======== DOCUMENT EXTRACT ========

Saturday, February 6, 2010

how getting the kittens is the best thing that's ever happened for my no-playing policy

While, as established, I was brilliant in cranking out all these children so close together, it wasn't quite close enough. I would have been better off having our fourth when the twins were 18 months or younger, apparently, because Helena is completely left out.

Somehow the older three are in mostly the same stage, developmentally. They like to stage elaborate battles with action figures. They like to build forts and hide from monsters. They like video games. And Helena ruins everything.

Poor thing. When playing with action figures, the kids complain that she "doesn't do it right." She is afraid of having the lights off during the monster game. She loves making video game characters jump, but that is the extent of her abilities. (She got that from me.) Once in a while the kids will play house with her, or the monster fort game will be played with lights on, but otherwise she's on her own.

========

**COMPLETE THE FOLLOWING:**
• 1. Name every activity that the blog post says the older three children like.
• 2. Quote the blog post from "While, as established, I" up to and including "completely left out.".

======== MATERIAL SHOWN ========

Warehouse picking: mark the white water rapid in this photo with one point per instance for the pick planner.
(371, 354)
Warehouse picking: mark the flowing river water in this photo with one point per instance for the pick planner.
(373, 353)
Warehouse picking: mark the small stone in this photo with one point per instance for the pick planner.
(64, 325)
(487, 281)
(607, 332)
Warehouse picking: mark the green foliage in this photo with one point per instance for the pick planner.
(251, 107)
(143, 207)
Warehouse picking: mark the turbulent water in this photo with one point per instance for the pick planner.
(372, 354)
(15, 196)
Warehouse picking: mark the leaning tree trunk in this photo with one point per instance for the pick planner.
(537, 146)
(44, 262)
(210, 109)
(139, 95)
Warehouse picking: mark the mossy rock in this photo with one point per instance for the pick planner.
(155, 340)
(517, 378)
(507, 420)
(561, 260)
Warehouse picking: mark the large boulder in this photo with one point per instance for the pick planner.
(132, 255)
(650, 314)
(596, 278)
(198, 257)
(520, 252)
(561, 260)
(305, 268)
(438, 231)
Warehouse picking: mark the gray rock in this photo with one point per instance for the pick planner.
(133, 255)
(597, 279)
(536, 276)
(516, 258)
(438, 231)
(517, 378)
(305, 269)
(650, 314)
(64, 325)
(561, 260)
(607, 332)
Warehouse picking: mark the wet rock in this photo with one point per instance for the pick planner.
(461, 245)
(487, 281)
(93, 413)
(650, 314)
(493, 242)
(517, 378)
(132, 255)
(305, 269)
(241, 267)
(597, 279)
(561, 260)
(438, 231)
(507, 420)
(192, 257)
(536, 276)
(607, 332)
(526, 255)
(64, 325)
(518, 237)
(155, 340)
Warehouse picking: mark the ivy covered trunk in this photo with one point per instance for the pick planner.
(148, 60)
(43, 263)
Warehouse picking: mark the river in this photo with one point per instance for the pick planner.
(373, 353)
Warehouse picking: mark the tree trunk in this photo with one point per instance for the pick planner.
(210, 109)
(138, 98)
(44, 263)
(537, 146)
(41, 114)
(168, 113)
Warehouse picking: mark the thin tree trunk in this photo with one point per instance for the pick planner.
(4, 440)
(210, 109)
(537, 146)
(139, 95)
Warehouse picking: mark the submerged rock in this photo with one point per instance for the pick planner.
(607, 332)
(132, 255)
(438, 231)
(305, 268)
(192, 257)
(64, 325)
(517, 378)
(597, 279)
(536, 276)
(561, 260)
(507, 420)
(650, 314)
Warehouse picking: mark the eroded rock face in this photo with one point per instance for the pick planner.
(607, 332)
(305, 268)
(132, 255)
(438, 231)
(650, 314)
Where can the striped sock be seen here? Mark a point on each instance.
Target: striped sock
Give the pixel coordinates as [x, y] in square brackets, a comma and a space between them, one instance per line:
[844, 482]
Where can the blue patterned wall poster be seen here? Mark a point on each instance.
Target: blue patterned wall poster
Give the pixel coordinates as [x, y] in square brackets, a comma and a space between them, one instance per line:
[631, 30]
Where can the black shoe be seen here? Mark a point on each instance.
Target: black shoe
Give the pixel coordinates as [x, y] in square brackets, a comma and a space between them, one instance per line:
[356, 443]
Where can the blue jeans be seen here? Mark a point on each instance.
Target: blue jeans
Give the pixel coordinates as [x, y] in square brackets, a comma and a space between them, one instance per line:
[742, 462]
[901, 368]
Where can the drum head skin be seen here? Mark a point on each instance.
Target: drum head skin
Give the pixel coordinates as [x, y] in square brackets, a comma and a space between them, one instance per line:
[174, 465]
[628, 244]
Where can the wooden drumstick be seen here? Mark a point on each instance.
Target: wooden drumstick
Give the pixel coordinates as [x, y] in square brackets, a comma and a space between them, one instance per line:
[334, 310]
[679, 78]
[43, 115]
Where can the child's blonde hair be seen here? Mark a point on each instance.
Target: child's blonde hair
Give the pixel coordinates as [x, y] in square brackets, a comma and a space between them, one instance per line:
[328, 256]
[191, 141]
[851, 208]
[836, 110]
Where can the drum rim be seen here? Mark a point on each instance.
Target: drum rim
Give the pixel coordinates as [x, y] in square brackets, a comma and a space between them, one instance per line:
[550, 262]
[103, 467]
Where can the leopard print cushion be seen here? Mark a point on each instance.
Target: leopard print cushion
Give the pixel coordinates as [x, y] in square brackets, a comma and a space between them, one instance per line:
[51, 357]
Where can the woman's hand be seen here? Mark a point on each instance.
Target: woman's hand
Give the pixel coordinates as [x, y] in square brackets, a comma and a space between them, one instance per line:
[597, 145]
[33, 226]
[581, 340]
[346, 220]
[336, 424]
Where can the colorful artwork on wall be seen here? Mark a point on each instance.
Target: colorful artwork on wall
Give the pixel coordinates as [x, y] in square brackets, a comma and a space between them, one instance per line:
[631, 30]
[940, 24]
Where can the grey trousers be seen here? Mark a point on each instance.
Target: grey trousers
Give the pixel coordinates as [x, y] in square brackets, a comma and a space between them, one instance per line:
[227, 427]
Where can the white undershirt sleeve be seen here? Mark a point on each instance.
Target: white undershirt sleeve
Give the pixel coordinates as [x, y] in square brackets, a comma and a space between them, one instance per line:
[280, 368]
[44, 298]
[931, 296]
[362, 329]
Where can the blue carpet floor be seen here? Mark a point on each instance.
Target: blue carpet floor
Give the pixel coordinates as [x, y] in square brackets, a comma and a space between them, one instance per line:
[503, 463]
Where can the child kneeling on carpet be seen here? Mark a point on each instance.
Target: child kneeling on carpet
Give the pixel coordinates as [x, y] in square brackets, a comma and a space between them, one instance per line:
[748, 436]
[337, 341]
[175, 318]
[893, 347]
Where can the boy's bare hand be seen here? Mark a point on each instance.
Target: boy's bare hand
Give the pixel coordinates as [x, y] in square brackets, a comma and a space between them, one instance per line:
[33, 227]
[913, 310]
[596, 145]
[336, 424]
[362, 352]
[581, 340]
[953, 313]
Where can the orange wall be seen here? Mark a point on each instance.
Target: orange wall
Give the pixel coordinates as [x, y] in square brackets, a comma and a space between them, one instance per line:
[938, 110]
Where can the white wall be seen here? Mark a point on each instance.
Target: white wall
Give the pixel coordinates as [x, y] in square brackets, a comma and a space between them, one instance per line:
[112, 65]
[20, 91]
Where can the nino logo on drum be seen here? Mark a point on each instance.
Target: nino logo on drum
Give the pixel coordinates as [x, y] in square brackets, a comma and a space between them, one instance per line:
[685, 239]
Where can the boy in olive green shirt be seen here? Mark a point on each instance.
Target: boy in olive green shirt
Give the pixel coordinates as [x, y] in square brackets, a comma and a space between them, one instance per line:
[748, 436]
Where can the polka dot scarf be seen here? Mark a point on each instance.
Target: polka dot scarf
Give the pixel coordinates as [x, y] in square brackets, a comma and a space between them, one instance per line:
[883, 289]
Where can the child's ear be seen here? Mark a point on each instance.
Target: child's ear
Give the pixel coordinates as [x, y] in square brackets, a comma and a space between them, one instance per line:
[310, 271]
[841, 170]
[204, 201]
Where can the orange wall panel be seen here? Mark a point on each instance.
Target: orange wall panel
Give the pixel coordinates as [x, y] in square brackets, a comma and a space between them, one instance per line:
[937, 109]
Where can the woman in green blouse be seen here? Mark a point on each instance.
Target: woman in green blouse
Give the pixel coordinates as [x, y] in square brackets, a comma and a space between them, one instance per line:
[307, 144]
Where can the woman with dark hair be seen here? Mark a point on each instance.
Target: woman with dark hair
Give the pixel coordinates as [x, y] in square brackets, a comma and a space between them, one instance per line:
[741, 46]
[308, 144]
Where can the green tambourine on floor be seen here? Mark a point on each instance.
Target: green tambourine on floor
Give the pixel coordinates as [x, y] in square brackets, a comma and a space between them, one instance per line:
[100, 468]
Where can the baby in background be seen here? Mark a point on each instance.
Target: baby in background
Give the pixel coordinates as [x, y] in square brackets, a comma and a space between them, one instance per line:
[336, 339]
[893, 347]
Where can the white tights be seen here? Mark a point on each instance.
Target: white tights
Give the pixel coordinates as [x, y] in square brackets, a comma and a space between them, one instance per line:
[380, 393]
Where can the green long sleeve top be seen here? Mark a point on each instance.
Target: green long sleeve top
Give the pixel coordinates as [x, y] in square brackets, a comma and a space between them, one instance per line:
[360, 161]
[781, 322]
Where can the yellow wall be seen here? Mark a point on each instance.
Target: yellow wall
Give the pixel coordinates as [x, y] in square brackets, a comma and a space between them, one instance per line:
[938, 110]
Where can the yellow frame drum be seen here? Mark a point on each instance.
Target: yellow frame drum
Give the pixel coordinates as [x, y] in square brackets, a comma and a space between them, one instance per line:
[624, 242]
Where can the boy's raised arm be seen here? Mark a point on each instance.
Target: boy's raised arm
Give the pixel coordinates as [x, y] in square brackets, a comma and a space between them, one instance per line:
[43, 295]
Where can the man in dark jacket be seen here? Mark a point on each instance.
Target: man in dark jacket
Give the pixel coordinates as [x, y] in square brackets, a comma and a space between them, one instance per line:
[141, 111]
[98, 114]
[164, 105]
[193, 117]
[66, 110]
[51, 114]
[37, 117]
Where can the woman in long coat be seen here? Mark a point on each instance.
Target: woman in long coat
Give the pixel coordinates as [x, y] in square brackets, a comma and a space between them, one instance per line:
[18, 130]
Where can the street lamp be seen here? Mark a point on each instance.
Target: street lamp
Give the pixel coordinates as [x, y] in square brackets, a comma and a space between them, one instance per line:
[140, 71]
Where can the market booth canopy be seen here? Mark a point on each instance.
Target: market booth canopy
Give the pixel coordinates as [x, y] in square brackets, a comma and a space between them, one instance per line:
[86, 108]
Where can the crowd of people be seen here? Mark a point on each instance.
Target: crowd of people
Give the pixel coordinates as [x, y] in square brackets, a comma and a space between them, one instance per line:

========

**RESULTS FOR EACH TASK:**
• 1.
- Staging elaborate battles with action figures
- Building forts and hiding from monsters
- Video games

• 2.
While, as established, I was brilliant in cranking out all these children so close together, it wasn't quite close enough. I would have been better off having our fourth when the twins were 18 months or younger, apparently, because Helena is completely left out.